From the line with "Would you point out the gray" through the last line of the records below, both ends included, transcribe only those lines, exactly, and omit the pictures.

(Referring expression data)
⁂
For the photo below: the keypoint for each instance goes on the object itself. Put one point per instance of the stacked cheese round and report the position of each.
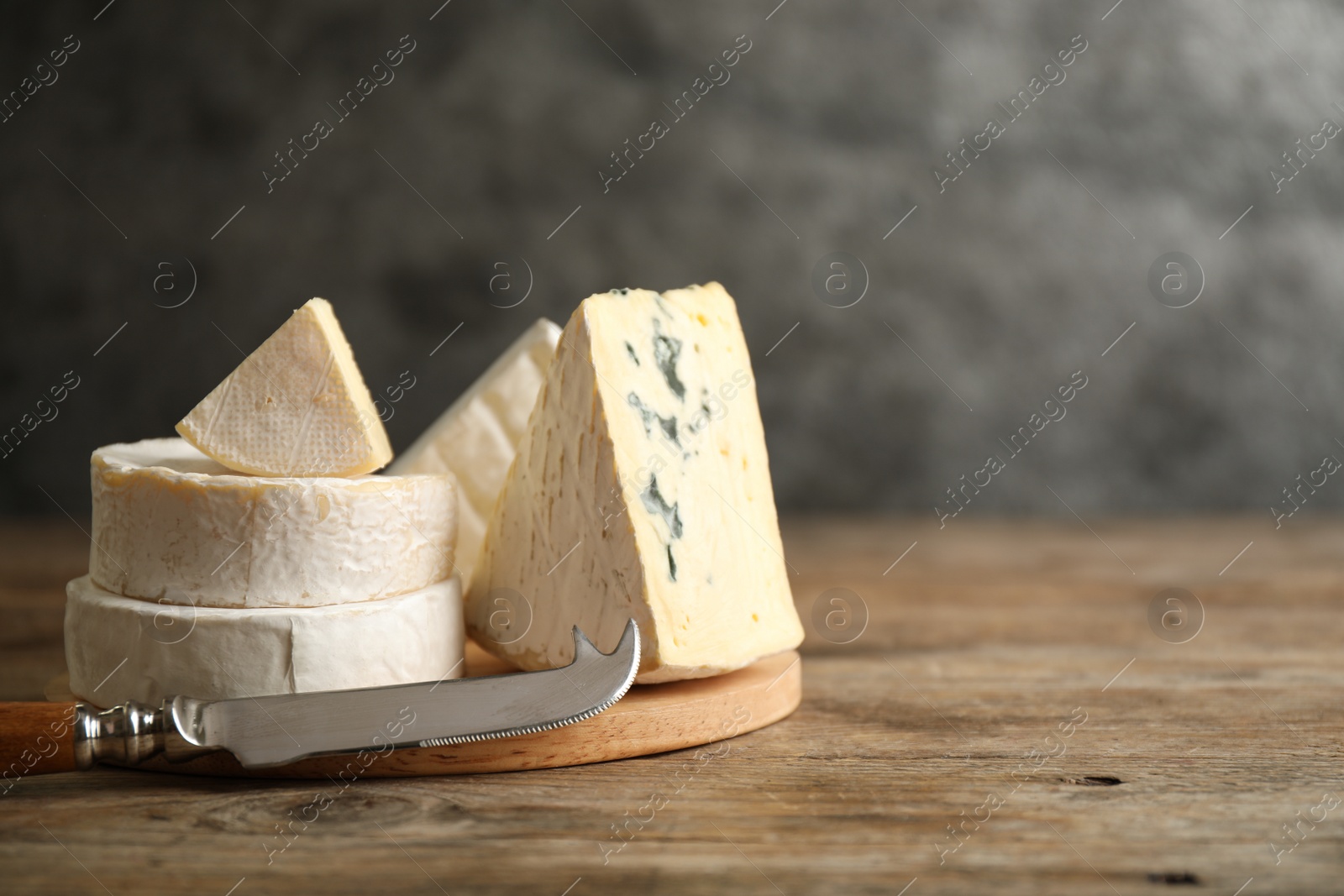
(212, 584)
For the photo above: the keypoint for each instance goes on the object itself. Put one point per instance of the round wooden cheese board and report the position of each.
(649, 719)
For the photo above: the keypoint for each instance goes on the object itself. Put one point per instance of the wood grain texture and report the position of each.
(647, 720)
(35, 739)
(984, 645)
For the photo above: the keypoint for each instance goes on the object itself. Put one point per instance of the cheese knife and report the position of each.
(40, 738)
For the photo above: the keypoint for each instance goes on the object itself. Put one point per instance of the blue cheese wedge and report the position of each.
(640, 490)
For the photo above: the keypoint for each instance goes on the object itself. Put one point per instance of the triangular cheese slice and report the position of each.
(476, 438)
(297, 406)
(640, 490)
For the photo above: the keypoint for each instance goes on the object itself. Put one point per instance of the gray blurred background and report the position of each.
(124, 176)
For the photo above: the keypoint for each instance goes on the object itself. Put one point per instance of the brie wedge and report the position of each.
(476, 438)
(642, 490)
(171, 523)
(297, 406)
(125, 649)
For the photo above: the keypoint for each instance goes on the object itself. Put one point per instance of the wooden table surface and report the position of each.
(1007, 683)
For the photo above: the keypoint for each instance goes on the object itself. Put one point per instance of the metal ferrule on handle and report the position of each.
(127, 735)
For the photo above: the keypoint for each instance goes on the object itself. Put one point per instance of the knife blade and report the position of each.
(281, 728)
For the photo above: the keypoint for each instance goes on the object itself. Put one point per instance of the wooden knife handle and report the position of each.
(37, 739)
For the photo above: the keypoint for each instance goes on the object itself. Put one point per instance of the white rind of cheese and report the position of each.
(297, 406)
(642, 490)
(125, 649)
(170, 523)
(476, 438)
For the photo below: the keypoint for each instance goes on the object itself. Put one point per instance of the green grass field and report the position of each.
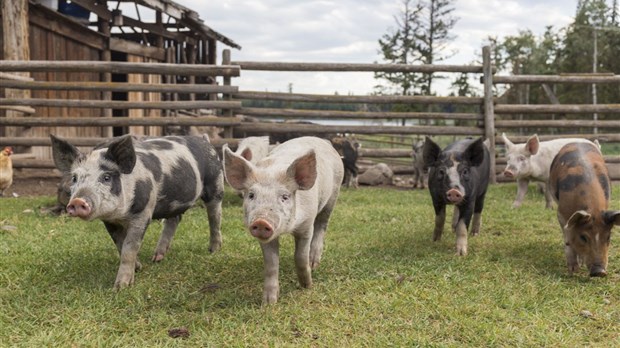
(382, 281)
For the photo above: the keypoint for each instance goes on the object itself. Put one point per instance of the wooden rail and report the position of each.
(351, 67)
(370, 99)
(119, 87)
(119, 67)
(104, 104)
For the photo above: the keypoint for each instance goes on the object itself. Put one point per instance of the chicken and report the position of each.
(6, 169)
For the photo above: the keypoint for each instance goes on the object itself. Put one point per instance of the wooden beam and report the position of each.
(102, 104)
(120, 67)
(336, 114)
(119, 87)
(556, 109)
(383, 99)
(119, 121)
(343, 67)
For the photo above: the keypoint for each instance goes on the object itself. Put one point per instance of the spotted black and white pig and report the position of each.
(420, 172)
(293, 190)
(579, 183)
(458, 175)
(127, 182)
(531, 161)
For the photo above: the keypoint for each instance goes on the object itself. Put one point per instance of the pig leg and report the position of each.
(461, 229)
(213, 196)
(302, 260)
(271, 257)
(214, 212)
(170, 227)
(440, 219)
(521, 191)
(320, 226)
(129, 253)
(455, 217)
(475, 228)
(572, 261)
(118, 234)
(548, 198)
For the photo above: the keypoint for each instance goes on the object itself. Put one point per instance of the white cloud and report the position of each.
(347, 31)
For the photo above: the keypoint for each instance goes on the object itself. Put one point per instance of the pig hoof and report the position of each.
(269, 299)
(461, 251)
(215, 247)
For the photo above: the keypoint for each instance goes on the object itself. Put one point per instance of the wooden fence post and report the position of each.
(228, 131)
(489, 116)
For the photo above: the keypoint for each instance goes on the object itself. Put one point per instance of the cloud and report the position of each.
(347, 31)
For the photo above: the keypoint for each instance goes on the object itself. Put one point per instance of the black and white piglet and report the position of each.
(127, 182)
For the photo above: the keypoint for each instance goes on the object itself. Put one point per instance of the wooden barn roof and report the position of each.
(186, 27)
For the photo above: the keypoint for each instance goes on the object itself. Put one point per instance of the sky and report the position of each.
(347, 31)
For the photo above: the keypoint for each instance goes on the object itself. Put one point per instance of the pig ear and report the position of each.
(236, 170)
(578, 218)
(507, 141)
(612, 217)
(474, 153)
(303, 171)
(532, 144)
(247, 154)
(122, 153)
(430, 152)
(64, 154)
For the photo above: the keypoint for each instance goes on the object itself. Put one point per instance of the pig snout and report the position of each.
(261, 229)
(78, 207)
(454, 196)
(597, 271)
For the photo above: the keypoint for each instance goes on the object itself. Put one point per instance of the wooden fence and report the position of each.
(228, 104)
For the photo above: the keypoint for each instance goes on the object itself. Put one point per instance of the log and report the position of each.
(119, 87)
(87, 142)
(336, 114)
(119, 121)
(7, 76)
(523, 138)
(102, 104)
(353, 67)
(383, 99)
(119, 67)
(266, 128)
(556, 109)
(382, 152)
(587, 79)
(556, 123)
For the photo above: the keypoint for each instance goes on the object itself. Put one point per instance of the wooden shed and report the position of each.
(139, 31)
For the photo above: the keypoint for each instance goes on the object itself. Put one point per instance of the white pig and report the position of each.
(253, 149)
(293, 190)
(532, 161)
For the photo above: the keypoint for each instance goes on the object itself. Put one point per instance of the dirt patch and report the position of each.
(33, 182)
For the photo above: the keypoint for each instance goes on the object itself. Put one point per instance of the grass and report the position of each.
(381, 282)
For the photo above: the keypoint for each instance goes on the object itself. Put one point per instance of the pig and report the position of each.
(458, 175)
(420, 172)
(127, 182)
(293, 190)
(349, 152)
(253, 149)
(579, 183)
(531, 161)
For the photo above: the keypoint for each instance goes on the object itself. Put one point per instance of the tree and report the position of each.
(400, 46)
(421, 35)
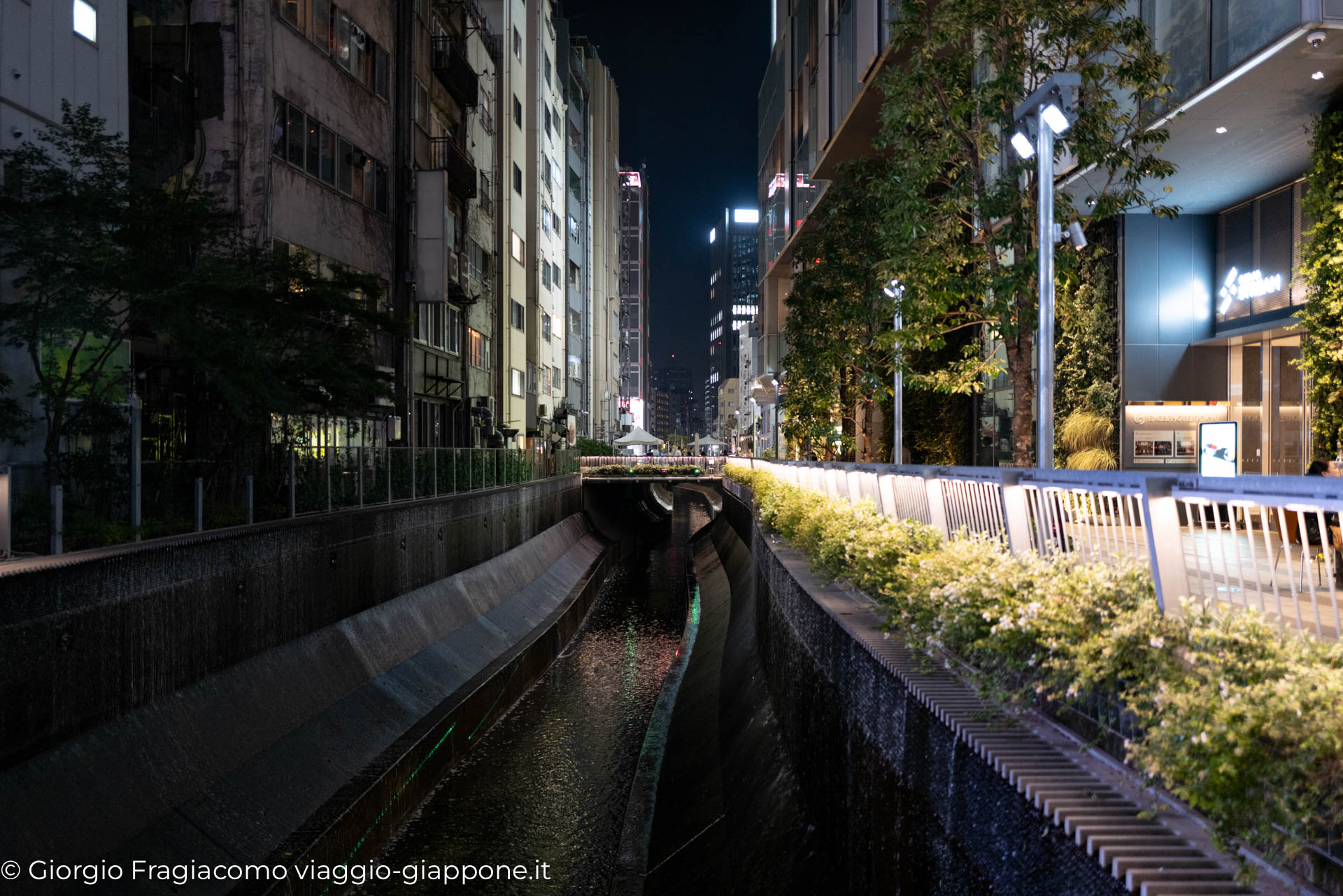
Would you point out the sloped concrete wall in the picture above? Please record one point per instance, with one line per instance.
(319, 747)
(89, 637)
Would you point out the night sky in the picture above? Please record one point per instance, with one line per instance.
(688, 74)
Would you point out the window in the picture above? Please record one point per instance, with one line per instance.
(315, 148)
(296, 129)
(86, 20)
(474, 348)
(453, 341)
(322, 24)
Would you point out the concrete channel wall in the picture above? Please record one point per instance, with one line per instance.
(92, 636)
(921, 786)
(318, 748)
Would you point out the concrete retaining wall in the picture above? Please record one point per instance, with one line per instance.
(904, 804)
(319, 747)
(89, 637)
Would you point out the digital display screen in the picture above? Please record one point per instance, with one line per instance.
(1217, 449)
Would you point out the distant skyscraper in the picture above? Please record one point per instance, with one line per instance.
(734, 296)
(634, 296)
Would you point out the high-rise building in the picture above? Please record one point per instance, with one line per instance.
(634, 296)
(604, 383)
(734, 294)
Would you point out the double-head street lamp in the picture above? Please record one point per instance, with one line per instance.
(1048, 112)
(896, 290)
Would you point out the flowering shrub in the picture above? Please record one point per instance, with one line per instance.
(1240, 720)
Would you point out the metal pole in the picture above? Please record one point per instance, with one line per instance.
(6, 548)
(897, 404)
(136, 508)
(58, 519)
(1045, 338)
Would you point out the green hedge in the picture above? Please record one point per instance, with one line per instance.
(1240, 719)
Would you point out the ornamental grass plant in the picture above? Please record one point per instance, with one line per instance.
(1237, 718)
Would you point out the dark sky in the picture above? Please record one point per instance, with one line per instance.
(689, 74)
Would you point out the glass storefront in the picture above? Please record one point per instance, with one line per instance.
(1265, 386)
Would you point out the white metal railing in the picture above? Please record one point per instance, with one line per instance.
(1251, 541)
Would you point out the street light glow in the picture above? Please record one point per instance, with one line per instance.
(1055, 118)
(1021, 143)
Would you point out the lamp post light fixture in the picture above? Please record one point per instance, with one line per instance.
(896, 290)
(1048, 112)
(778, 453)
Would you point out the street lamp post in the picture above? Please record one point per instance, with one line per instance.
(897, 411)
(1049, 111)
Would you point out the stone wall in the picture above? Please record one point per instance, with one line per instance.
(96, 634)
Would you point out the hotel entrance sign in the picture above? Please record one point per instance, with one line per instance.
(1239, 287)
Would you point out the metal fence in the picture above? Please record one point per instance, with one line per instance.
(175, 499)
(1263, 541)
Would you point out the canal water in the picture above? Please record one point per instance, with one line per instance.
(550, 782)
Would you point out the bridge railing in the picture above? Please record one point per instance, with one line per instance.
(178, 499)
(1252, 541)
(709, 465)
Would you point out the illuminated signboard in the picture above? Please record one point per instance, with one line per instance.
(1239, 287)
(1217, 449)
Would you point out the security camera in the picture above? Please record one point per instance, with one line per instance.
(1076, 236)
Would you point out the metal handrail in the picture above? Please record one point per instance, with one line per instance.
(1251, 541)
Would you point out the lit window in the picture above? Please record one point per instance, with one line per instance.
(86, 20)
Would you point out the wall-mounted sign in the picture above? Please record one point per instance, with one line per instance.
(1239, 287)
(1217, 449)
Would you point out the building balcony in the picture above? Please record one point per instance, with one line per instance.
(453, 69)
(449, 153)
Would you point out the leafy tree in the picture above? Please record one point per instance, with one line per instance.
(108, 261)
(839, 324)
(960, 207)
(1322, 350)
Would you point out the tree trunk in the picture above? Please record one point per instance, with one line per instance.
(1023, 394)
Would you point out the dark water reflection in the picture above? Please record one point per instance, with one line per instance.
(551, 781)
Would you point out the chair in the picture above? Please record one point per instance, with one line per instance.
(1290, 529)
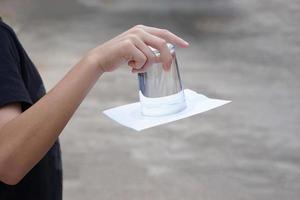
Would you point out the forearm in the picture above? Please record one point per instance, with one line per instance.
(26, 138)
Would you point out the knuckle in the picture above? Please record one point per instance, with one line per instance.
(162, 43)
(132, 37)
(140, 26)
(138, 29)
(127, 44)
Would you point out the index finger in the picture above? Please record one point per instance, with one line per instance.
(167, 35)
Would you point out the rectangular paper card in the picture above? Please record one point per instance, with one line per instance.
(130, 115)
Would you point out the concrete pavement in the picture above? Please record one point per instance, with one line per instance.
(246, 51)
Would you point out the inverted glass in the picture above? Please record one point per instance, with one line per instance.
(161, 91)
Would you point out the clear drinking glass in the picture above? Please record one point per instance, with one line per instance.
(161, 91)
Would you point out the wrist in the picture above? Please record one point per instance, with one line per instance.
(94, 61)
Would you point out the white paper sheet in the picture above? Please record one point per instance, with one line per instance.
(130, 115)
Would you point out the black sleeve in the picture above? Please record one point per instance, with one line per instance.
(12, 88)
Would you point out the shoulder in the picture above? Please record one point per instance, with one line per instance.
(6, 36)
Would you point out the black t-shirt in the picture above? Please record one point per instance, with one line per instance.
(21, 82)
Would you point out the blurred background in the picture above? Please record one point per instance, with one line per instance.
(247, 51)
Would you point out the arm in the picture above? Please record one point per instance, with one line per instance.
(26, 137)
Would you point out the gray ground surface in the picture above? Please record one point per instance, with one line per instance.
(247, 51)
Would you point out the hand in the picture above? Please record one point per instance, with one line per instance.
(131, 47)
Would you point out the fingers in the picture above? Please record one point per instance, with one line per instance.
(166, 35)
(135, 58)
(150, 57)
(141, 56)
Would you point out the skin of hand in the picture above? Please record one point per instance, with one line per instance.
(27, 136)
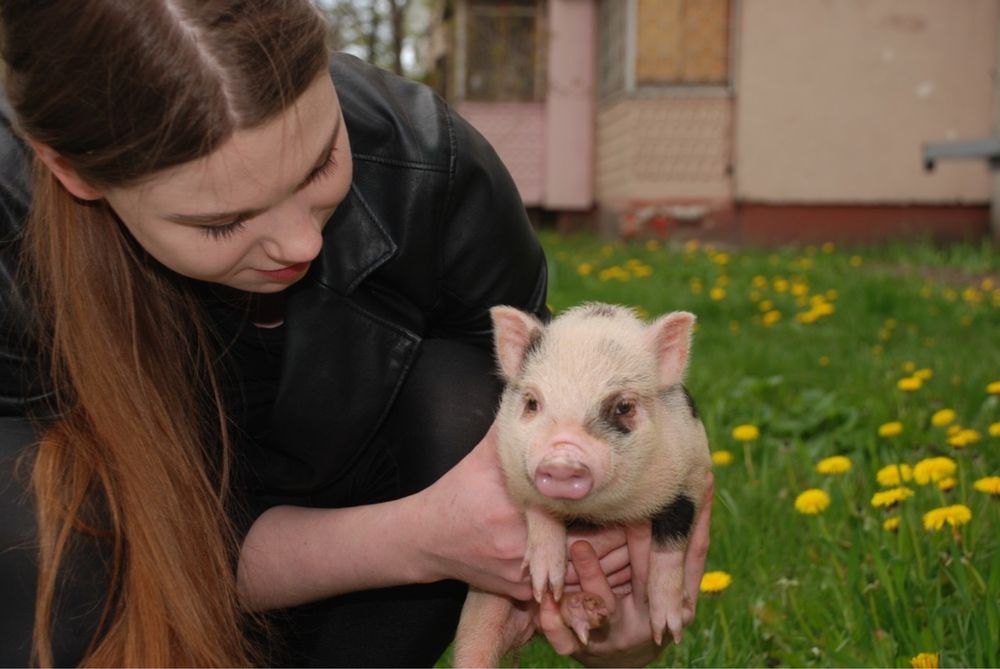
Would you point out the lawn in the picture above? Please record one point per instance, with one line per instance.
(882, 356)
⁂
• **ANSWER FOR THIS EXERCISE**:
Would you point out the gray ground surface in the picture above? Please record one point per instance, with one line per instance.
(247, 51)
Would you point out the hand in the picture above? Please record one point per instance, with one line per instance.
(131, 47)
Would you point out the fingers in the picture above? Please record one point per instance, with one line per instance.
(166, 35)
(135, 58)
(150, 57)
(141, 56)
Would you point out the skin of hand in the picture above? Please record one point per instance, with one line per instance.
(27, 136)
Would you point out the lawn in the picture above? Please record one point per instance, with one line per instance.
(882, 356)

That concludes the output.